AIM
Count the lines in the entries below that contain the string "tree", treating uppercase and lowercase as different, and reply with the number alone.

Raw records
begin
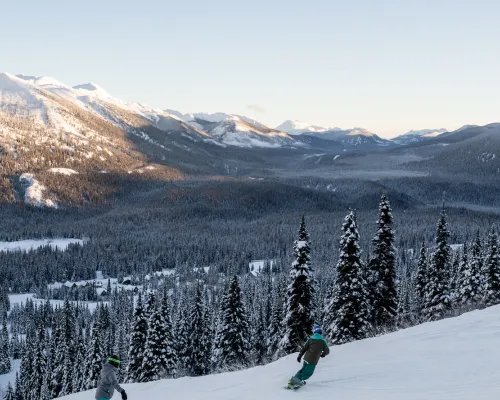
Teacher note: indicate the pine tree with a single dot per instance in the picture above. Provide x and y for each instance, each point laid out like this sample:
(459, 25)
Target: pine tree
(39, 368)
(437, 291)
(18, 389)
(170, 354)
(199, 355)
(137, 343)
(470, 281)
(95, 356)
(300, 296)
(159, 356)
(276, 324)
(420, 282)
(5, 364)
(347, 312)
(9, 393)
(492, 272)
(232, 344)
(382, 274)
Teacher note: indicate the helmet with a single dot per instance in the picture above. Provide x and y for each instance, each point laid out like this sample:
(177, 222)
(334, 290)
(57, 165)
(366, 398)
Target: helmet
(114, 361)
end
begin
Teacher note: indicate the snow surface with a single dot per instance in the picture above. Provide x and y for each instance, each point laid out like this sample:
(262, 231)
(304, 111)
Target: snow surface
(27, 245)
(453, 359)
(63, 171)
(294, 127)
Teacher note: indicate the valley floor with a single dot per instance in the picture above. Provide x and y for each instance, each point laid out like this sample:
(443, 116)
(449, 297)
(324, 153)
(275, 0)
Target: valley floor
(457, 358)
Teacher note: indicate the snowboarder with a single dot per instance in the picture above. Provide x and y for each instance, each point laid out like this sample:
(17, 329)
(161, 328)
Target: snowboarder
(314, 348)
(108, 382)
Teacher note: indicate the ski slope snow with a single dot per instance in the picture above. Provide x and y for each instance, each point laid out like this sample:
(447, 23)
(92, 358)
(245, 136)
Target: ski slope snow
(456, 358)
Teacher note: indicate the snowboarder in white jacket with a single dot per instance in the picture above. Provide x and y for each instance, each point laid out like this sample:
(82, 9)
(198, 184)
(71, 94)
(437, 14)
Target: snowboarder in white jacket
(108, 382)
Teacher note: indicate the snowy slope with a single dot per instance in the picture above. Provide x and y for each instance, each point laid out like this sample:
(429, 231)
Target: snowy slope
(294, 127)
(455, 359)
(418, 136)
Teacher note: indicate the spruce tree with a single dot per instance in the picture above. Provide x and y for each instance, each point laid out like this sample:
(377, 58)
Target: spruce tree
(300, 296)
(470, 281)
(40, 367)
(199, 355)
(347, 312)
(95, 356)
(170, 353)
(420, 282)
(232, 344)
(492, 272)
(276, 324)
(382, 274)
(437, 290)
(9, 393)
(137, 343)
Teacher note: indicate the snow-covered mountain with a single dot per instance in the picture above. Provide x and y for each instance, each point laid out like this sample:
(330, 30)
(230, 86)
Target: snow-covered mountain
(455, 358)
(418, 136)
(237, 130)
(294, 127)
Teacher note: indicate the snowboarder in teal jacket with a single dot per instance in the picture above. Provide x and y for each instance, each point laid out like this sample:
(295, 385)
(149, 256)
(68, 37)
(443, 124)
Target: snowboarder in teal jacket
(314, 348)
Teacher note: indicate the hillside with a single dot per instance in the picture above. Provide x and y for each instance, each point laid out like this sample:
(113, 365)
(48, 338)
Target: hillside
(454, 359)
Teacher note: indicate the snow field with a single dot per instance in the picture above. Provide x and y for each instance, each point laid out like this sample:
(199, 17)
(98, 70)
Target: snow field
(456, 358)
end
begin
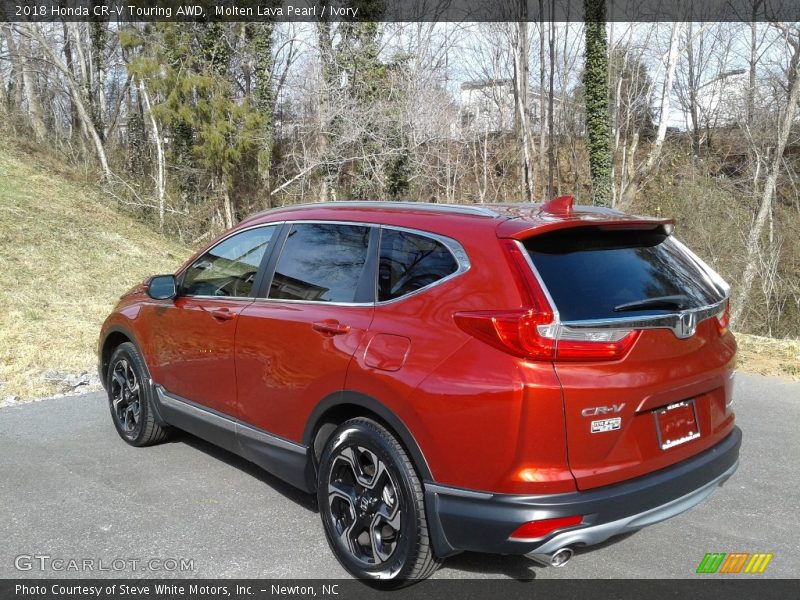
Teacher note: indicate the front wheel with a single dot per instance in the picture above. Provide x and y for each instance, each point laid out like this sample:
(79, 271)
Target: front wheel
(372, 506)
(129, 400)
end
THE RESPONSE
4